(Stored data)
-- Opening Marker --

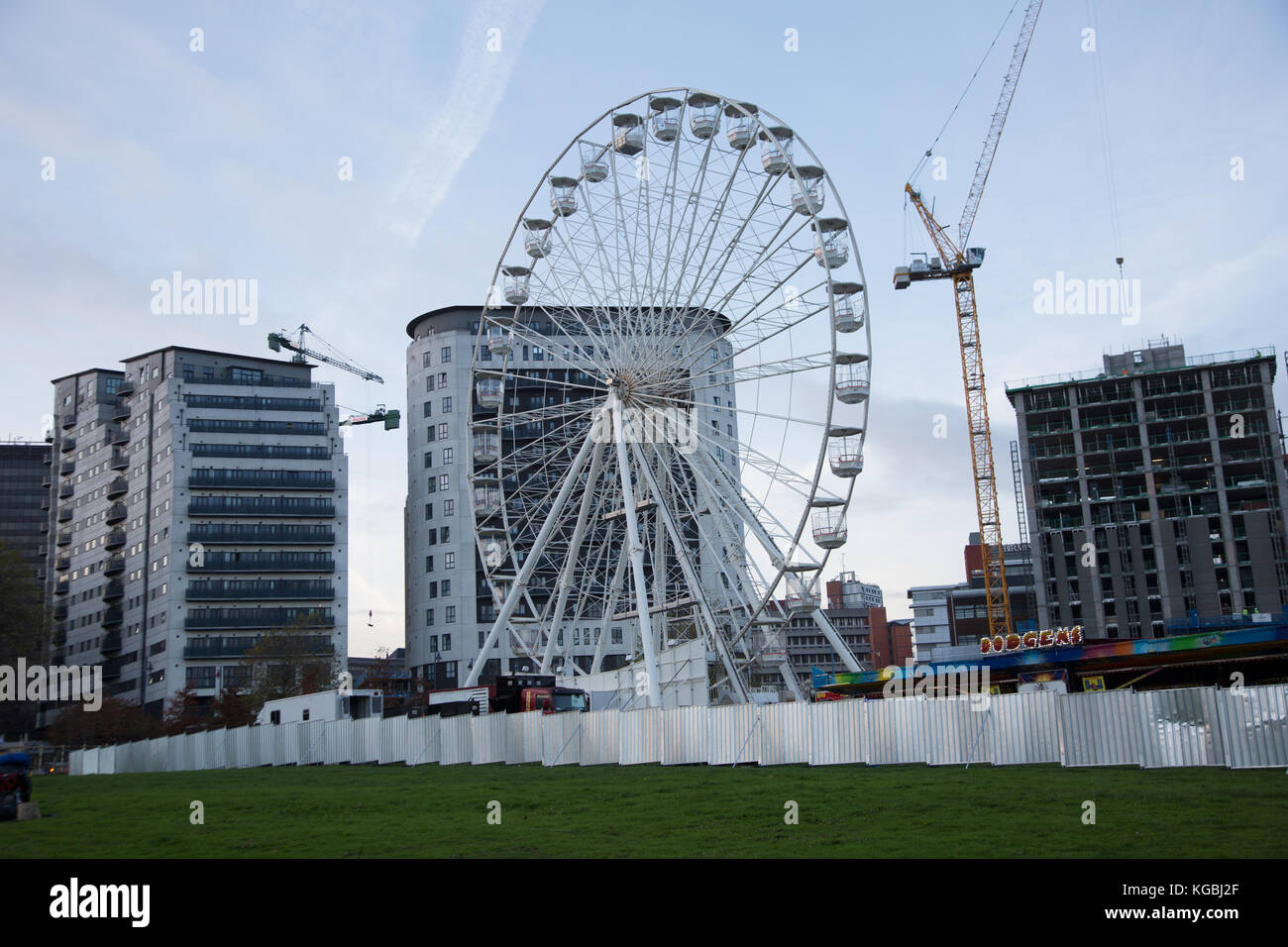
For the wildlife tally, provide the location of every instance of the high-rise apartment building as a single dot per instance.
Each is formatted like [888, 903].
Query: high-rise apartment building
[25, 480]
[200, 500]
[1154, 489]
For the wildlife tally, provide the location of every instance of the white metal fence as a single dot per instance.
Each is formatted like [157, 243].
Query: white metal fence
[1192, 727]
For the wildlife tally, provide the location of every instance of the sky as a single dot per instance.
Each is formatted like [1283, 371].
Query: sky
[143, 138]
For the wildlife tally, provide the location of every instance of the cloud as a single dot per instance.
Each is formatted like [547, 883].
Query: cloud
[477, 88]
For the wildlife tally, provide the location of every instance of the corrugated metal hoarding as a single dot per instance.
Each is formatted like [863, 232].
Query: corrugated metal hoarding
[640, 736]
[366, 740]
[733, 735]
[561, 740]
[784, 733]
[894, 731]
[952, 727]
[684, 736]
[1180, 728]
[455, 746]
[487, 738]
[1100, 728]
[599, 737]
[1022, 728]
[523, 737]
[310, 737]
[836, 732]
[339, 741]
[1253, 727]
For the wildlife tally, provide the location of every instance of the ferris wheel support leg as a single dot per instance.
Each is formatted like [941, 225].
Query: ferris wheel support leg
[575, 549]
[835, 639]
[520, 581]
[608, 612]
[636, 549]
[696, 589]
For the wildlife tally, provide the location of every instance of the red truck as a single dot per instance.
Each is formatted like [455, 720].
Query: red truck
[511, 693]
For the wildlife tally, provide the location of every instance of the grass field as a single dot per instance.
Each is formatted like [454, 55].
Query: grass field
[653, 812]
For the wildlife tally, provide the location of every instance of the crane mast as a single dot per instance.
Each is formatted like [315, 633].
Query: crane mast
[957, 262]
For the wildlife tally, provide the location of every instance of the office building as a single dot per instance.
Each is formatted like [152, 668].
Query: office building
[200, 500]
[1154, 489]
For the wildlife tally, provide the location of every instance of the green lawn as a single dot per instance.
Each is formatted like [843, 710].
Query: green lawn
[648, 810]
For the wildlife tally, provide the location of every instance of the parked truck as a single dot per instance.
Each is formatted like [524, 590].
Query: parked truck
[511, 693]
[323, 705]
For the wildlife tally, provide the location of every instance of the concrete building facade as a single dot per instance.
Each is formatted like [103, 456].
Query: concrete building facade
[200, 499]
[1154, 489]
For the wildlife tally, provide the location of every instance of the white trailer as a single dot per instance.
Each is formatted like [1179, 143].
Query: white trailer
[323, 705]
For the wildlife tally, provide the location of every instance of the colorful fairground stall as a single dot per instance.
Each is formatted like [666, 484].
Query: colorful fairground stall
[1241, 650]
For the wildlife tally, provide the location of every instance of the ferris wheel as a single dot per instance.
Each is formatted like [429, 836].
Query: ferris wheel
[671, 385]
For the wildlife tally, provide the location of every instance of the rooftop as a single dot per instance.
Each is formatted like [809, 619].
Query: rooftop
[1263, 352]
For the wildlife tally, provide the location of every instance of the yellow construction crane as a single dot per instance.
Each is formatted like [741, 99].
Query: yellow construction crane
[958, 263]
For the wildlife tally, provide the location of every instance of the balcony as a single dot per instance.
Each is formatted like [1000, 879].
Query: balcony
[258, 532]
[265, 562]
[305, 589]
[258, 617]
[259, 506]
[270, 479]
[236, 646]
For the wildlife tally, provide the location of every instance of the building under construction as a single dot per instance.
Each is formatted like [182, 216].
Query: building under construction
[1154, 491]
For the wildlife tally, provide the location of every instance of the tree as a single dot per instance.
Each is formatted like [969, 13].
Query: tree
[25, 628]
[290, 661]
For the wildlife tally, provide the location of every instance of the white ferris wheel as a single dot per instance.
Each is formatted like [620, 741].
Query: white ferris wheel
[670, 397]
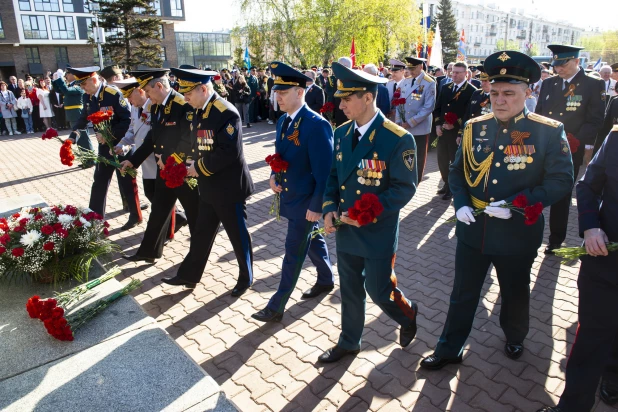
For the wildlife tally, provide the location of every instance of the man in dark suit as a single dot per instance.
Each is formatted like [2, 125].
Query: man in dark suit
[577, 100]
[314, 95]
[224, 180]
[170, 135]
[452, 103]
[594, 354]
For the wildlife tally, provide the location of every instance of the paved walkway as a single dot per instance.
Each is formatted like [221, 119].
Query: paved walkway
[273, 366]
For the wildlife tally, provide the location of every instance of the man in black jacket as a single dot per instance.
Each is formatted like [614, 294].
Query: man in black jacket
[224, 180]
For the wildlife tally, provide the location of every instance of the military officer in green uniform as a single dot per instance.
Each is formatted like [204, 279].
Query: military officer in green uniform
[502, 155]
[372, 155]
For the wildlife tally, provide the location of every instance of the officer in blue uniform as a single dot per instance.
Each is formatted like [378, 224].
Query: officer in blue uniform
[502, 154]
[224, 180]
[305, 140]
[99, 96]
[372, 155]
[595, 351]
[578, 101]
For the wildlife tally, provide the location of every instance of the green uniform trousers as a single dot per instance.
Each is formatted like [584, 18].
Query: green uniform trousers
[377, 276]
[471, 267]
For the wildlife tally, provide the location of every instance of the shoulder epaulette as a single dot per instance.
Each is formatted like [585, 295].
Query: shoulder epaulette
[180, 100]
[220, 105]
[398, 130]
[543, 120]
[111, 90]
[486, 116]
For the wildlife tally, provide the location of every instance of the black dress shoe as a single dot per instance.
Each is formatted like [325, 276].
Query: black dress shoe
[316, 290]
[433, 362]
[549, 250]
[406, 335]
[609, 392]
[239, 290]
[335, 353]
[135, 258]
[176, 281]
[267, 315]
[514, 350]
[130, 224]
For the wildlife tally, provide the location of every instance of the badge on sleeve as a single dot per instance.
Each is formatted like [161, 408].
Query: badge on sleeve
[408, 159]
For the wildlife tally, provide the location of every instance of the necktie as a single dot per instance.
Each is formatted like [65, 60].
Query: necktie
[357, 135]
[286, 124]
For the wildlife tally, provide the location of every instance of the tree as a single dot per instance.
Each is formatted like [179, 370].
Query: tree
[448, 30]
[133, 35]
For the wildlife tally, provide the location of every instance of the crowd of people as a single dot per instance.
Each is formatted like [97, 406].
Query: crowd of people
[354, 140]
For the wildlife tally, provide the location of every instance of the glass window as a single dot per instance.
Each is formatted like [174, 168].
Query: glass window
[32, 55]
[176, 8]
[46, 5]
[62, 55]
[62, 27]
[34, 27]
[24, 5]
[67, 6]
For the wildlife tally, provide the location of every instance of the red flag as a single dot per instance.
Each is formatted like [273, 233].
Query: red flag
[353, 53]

-- Closing Marker --

[Assignment] Reproduce each entry exactly as given; no pictures, please.

[Output for this task]
For the wildlife tally, provide the location of every instance of the high-rise apartment building as a single dot per instance.
Each is formatted like [888, 903].
Query: high-rise apartment building
[25, 480]
[200, 500]
[1154, 489]
For the wildlife tally, provide the location of every instance of the white metal fence as a single dot per instance.
Each is formatted like [157, 243].
Query: white metal fence
[1192, 727]
For the wildlife tally, provide the location of every instance of the sky as a single dot per instance.
Each is formatted like [1283, 371].
Query: sky
[143, 138]
For the wildlife tally, provide the location of every instance of the cloud as a single dot per instance.
Each is formatted like [547, 883].
Query: cloud
[477, 88]
For the wildlife tally, provide the location of every instance of the corrugated metal hoarding as a single dot per instance.
Each is formatted like [863, 232].
Query: corrugated metal hoarding
[640, 736]
[366, 740]
[733, 735]
[561, 740]
[784, 733]
[894, 731]
[952, 727]
[684, 736]
[1180, 728]
[455, 746]
[487, 738]
[1100, 728]
[599, 737]
[1022, 728]
[523, 737]
[310, 737]
[836, 732]
[339, 741]
[1253, 727]
For the wildlife tally, provide the location of every instance of the ferris wheel support leg as a single dot per instance.
Each is formatted like [941, 225].
Query: ferris wheel support leg
[575, 549]
[835, 639]
[520, 581]
[608, 612]
[636, 549]
[696, 589]
For the wildlife tally, provide the location of every instance of the red truck as a single dot per instance.
Each is formatted like [455, 720].
Query: red truck
[511, 693]
For the wildlife tally, provide the location of every instance of the grass field as a single dot per instance.
Each is formatted like [454, 55].
Query: grass field
[653, 812]
For the wildlife tally, provide the location of every instance of the crane mast as a single dot per instance.
Each is formatted like [315, 633].
Query: crane mast
[957, 262]
For the wildlife tally, provide the location of every instance of the office building as a single dot per instance.
Each is formatted like [152, 668].
Query: office building
[200, 500]
[1154, 489]
For the wildlife tally, provide the location of every instance of the green lawn as a single dot per instance.
Each is formatted like [843, 710].
Query: green lawn
[648, 810]
For the wildlife tally, provide the location of every instance of the parked truck as a single dot per instance.
Each is formatted like [524, 590].
Query: parked truck
[511, 693]
[323, 705]
For the wildlife tally, provide the location of every instance of the concrete building facade as a single dot per instance.
Each is formatted like [103, 456].
Query: concrete building facade
[200, 499]
[1154, 489]
For the wildlife tally, provide the location of every instance of the white trailer as a single dot per instance.
Each is formatted like [1179, 143].
Query: white trailer
[323, 705]
For the wildlife tally, provide the location of every instance of the colorful fairground stall as a single dot per instance.
Each is formatted like [666, 484].
Query: colorful fairground stall
[1241, 650]
For the wildlife tally, provide the location of every instance of the ferris wheel as a single dot per instance.
Each is formatted like [429, 836].
Query: ferris wheel
[671, 385]
For the wildlife tally, provide the location of every instance of the rooftop as a single dot per instance.
Each is formatted like [809, 619].
Query: rooftop
[1263, 352]
For the wildlife tally, provide the location of every instance of the yellow construction crane as a single dot per instance.
Each is formatted like [741, 99].
Query: yellow construction crane
[958, 263]
For the wildlife tally, provide the location of every instance of the balcony as a single dot per instance.
Each is formatted like [1000, 879].
Query: balcony
[258, 532]
[265, 562]
[305, 589]
[258, 617]
[259, 506]
[270, 479]
[236, 646]
For the wildlife tally, provide the location of every instance of the building under construction as a single dot per instance.
Each is formatted like [182, 216].
Query: building under construction
[1154, 491]
For the wildlife tally, provide the location of every instance of the tree as a single dot per instance.
Each is formatted like [969, 13].
Query: tree
[25, 628]
[290, 661]
For the wildlife tally, provide the location of every instance of the white ferris wheel as a single dot per instance.
Each is formatted like [620, 741].
Query: white ferris wheel
[670, 397]
For the wildlife tally, provide the location of every instance of the man in dark suit as a single dot per instance.
Each is formatted like [2, 125].
Query: man in dark suit
[577, 100]
[314, 95]
[224, 180]
[170, 135]
[452, 103]
[594, 354]
For the wildlife tally, provide the location of every instance of the paved walkway as a single dot per instance.
Each is formatted like [221, 119].
Query: paved walkway
[273, 366]
For the wildlife tally, provide the location of every instance of the man in black jacket as a single dot per instance.
Each is formatted like [614, 294].
Query: man in black jacket
[224, 180]
For the wildlife tally, provide the location of every instance of the military officer in green uniform as a single dot per instance.
Each is formatted like [204, 279].
Query: military officer in green uniform
[502, 155]
[372, 155]
For the wildlife tally, provide the location of every instance of the officer in blue uniform as a single dot per instance.
Each is formatted like [378, 224].
Query: officer in blue uniform
[502, 154]
[224, 180]
[305, 140]
[99, 96]
[372, 155]
[595, 351]
[578, 101]
For the wildlife tally, provide the location of every instance of the green uniform trousers as a single dot per instance.
Each is formatted like [584, 18].
Query: green uniform trousers
[377, 276]
[471, 267]
For the wildlife tally, provide the location of every instance of the shoulder epaulette as a single dot per instance.
Each is formatted like [585, 295].
Query: shoulder epaulette
[180, 100]
[220, 105]
[398, 130]
[543, 120]
[111, 90]
[486, 116]
For the wildlife tally, provide the location of every instance of the black dress shoe as a single dot per instance.
Each is formatted like [325, 276].
Query: black dress shoe
[316, 290]
[433, 362]
[549, 250]
[406, 335]
[609, 392]
[239, 290]
[335, 353]
[135, 258]
[176, 281]
[267, 315]
[514, 350]
[130, 224]
For the wildlife tally, provide the location of every instance of the badge on sleeve as a single dot per instance.
Each is formatted like [161, 408].
Query: badge on sleeve
[408, 159]
For the wildlife tally, provide the location of every instance of the necktie as a single dot per instance.
Each is formatted like [65, 60].
Query: necktie
[357, 135]
[286, 124]
For the wildlife tally, provide the location of every instance of the tree as a single dot per instance.
Each is formatted like [179, 370].
Query: tree
[448, 30]
[133, 35]
For the wildlife tally, provide the location of every instance of the crowd of people as a single dot per instance.
Each is formatted like [97, 406].
Query: crowd of people
[354, 140]
For the wildlife tally, provide the location of every instance of the glass window as a single dot per instance.
Each is formatted like [174, 168].
Query: glass window
[32, 55]
[176, 8]
[46, 5]
[62, 55]
[62, 27]
[34, 27]
[24, 5]
[67, 6]
For the wildlife tally, provide the location of every instance of the red flag as a single dot per instance.
Each is formatted like [273, 233].
Query: red flag
[353, 53]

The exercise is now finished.